§ Excerpted data:
_ _ _ _ _ _ _
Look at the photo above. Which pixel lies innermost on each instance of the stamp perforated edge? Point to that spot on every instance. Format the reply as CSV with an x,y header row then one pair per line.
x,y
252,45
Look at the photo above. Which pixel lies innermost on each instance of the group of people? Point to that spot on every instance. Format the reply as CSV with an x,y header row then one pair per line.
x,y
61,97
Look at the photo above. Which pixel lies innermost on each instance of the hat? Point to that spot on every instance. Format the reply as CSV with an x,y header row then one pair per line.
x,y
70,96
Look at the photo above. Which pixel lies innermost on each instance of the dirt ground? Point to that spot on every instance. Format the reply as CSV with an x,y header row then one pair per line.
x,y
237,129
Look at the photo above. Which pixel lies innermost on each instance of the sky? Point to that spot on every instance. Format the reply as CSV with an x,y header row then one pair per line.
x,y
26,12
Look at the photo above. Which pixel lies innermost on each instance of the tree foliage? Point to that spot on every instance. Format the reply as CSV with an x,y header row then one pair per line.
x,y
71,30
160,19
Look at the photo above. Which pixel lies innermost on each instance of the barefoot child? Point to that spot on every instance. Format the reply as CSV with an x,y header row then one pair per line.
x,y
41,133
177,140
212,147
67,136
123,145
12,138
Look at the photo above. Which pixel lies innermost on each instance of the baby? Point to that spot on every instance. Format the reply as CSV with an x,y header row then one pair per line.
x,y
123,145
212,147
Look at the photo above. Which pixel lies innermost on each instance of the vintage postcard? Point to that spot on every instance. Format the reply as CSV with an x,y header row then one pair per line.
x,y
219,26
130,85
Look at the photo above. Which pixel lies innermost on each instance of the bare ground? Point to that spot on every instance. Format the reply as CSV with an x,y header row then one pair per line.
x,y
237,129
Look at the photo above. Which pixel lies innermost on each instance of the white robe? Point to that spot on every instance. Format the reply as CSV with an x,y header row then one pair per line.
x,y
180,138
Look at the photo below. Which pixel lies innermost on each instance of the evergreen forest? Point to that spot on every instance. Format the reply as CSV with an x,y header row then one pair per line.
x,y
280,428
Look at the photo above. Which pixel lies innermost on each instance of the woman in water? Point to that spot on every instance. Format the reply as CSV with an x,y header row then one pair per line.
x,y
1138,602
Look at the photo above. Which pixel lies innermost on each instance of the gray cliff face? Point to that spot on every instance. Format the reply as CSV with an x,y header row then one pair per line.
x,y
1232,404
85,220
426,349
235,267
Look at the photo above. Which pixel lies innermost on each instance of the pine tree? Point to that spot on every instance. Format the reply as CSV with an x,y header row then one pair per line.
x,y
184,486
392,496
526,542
_ _ _ _ _ _ _
§ Work instructions: Output everything from the line containing "of the vintage" down to the end of the data, both ends included, as a JSON list of strings with one string per line. Leave out blank lines.

§ Complete output:
[
  "Look at the photo above. Which pixel lies innermost on each instance of the vintage postcard? Point to that spot on every instance. Format the reply as CSV with an x,y header row then one pair per line.",
  "x,y",
  "219,26",
  "130,85",
  "Look at the photo above. Which pixel lies innermost on each instance of the bare ground? Point to that spot on every instance. Format the reply as CSV with an x,y header row then one pair per line.",
  "x,y",
  "237,129",
  "Look at the photo above. Which pixel lies innermost on each instance of the white robe? Point to that spot on every instance. Format the reply as CSV with an x,y header row then one pair per line.",
  "x,y",
  "180,138",
  "Look at the photo below. Which pixel lies innermost on each instance of the evergreen forest? Point to that spot on every instance. Format the reply as CSV with an x,y header row then one pair per line.",
  "x,y",
  "280,428",
  "Look at the photo above. Which pixel lies innermost on each instance of the woman in water? Point to that spot on every instance. Format the reply as CSV with an x,y header row then one pair per line.",
  "x,y",
  "1138,602",
  "Look at the photo above. Which pixel lies innermost on each instance of the gray cliff face? Point to that spot on every instance. Format the reply as CSV with an x,y header row then one pair per line.",
  "x,y",
  "1232,404",
  "85,220",
  "426,349",
  "235,267",
  "Look at the photo above. Which pixel lies innermost on each instance of the pine tree? Point to that spot on every instance. Format the reply as CSV with an x,y header row then one pair per line.",
  "x,y",
  "184,486",
  "392,496",
  "526,542"
]